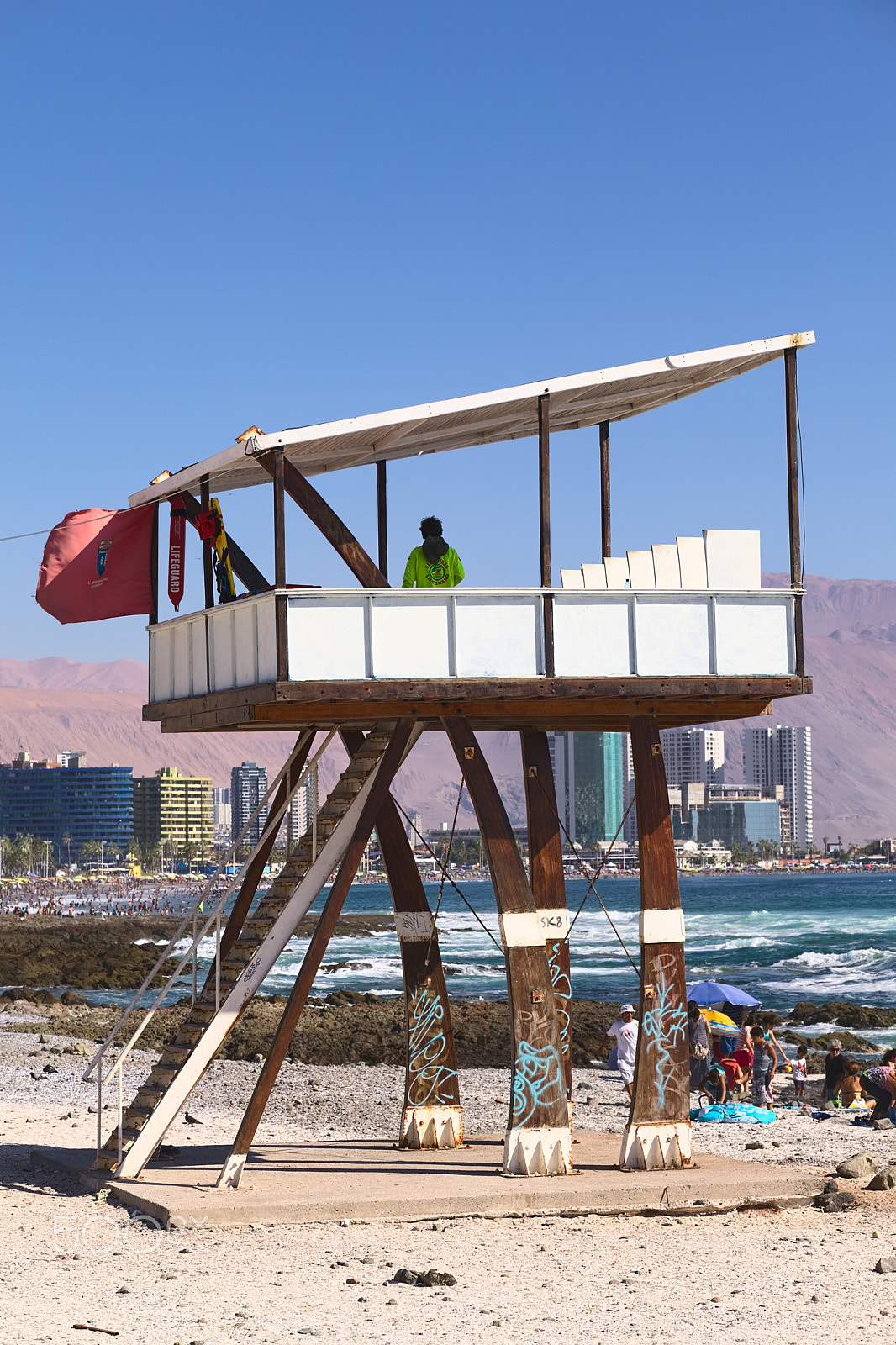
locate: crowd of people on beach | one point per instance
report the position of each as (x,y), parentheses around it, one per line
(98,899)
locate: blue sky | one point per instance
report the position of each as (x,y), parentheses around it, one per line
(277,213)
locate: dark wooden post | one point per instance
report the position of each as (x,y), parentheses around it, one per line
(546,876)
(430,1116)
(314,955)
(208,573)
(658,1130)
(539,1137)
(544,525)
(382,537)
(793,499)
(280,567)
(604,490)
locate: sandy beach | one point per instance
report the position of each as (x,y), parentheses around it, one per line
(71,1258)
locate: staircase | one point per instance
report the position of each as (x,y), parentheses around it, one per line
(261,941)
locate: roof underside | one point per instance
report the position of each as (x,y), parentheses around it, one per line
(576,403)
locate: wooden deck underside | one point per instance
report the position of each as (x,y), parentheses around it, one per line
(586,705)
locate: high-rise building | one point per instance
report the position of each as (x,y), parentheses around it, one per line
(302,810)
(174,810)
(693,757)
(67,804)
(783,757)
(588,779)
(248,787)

☆ ☆ ☆ ☆ ☆

◆ **WHAT IS ASKED**:
The pictures should not appear in the copy; every other part of the records above must be returned exactly.

◆ **FINAL ANSWER**:
locate: crowd of people on beach | one point per instance
report the position of each as (x,y), parentheses around it, one per line
(98,899)
locate: blue sky | one point per instance
report the position of each as (x,y), parentheses around it, one per line
(277,213)
locate: dark wooden post | one point per instance
report the position of each as (x,y), parentheses around it, one per line
(546,876)
(430,1116)
(314,955)
(208,573)
(658,1130)
(539,1137)
(544,525)
(382,537)
(793,499)
(280,567)
(604,490)
locate: sandy beach | one point per instance
report the position of each as (x,y), parentheses around it, one per line
(71,1258)
locate: staircase | one point per instance
report the position of each as (x,y), parentheses around it, one per line
(261,941)
locate: roof underside | one point per instance
report the position of each as (x,y), parentheses around it, one per line
(576,403)
locate: wooden deck underside | one point per instance
report the position of each as (x,y), parentheses around it, one per line
(586,705)
locate: high-rise building | one point per instance
report the position of each as (x,y), parentheses around it, one per line
(302,810)
(174,810)
(693,757)
(67,804)
(783,757)
(588,779)
(248,787)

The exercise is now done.